== DOCUMENT PASSAGE ==

For research and synthesis
Summarize the key claims in the attached PDFs. For each claim, note who is making it and whether it is contested.
LLMs are excellent at summarization and comparison when you give them actual sources. Do not ask them to generate facts from memory — that is where hallucinations happen.
The Voice Problem
Every LLM has a default voice: helpful, balanced, slightly corporate, ends with a summary, uses “moreover” and “furthermore,” loves three-item lists.
You cannot eliminate this voice. You can only suppress it with explicit instructions and reference samples.
The minimum voice brief:
- Paste 500-1000 words of your own best writing as reference
- Explicitly name the patterns you do not want (bulleted lists, concluding paragraphs, “it is worth noting,” em-dashes as a tic, “not just X but Y” formations)
- Ban the AI-tell phrases directly: “delve into,” “tapestry,” “testament to,” “dive deep”
This gets you from generic-LLM-voice to something closer to your voice. It never gets you all the way.
The Traps
The confidence trap. LLMs state wrong things with the same confidence as right things. Verify every fact, quote, and attribution before publishing.
The smoothing trap. Ask an LLM to rewrite your rough paragraph and you will get a smoother version. Smoother is not better. The rough version probably had more personality.
The expansion trap. Ask for 1500 words, get 1500 words. Most of them padding. The good version of the piece was 400 words.

===
== RECORD EXTRACTS ==

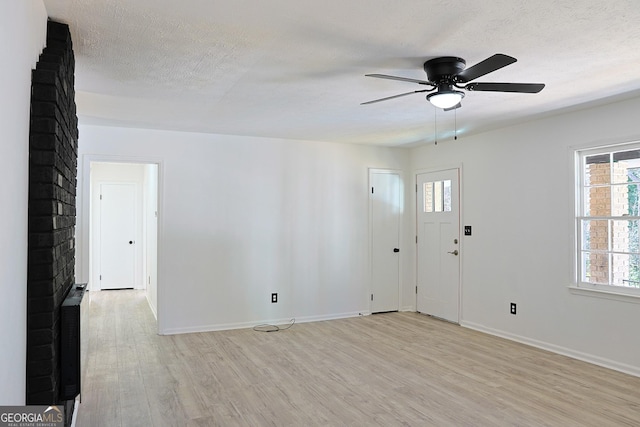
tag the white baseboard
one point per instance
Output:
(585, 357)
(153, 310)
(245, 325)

===
== RECORD EXTRACTS ==

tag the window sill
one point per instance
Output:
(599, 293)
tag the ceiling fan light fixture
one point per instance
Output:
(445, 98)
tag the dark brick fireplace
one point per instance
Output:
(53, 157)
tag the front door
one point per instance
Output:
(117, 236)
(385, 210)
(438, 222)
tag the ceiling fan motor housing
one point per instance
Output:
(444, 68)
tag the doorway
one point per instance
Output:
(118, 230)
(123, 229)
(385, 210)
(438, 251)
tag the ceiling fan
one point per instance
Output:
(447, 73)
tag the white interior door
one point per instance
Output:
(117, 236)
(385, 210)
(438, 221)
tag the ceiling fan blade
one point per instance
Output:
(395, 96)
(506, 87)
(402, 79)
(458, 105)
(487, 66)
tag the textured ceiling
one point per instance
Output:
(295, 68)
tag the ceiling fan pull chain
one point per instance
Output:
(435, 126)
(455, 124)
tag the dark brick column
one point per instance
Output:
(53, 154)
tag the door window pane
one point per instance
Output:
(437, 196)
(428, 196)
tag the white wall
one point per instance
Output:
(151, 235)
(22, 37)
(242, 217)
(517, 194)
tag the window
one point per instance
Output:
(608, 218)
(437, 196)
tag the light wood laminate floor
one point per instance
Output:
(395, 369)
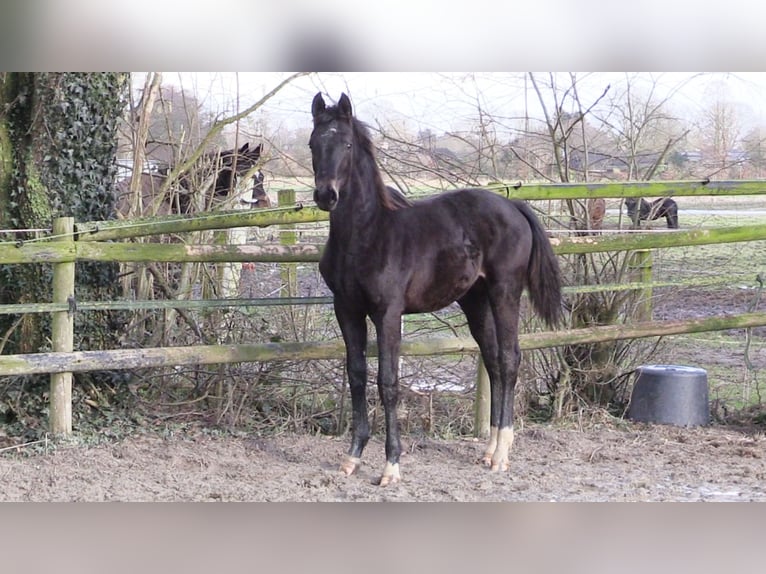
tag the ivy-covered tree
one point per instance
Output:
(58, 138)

===

* GOAL OF THE EXERCISE: Carry on the piece about writing with LLMs from the point where it stops, beginning after its final sentence.

* EXERCISE RESPONSE:
The sycophancy trap. LLMs want to agree with you. Ask “is this argument strong” and you will hear yes more often than you should. Ask “what is wrong with this argument” instead.
What Good Writers Actually Do
The writers I know who use LLMs productively share the same workflow:
- They write a rough draft fully themselves
- They paste the draft with specific questions (what is working, what is unclear, what is missing)
- They revise based on the feedback they agree with
- They sometimes use the tool for mechanical passes — cutting length, fixing flow, generating headline variants
- They never let the tool write a draft from scratch
This workflow produces writing that sounds like them, only better. The other direction — start with LLM output, edit down — produces writing that sounds like generic LLM output, only cleaner.
The Future
Writing with AI will become unremarkable the same way writing with spellcheck is unremarkable. What will matter is the underlying craft, editorial judgment, and voice. The tools amplify what you bring. They do not substitute for it.
If you have nothing to say, AI tools will help you say nothing faster.
Frequently Asked Questions
Is Claude or ChatGPT better for creative writing?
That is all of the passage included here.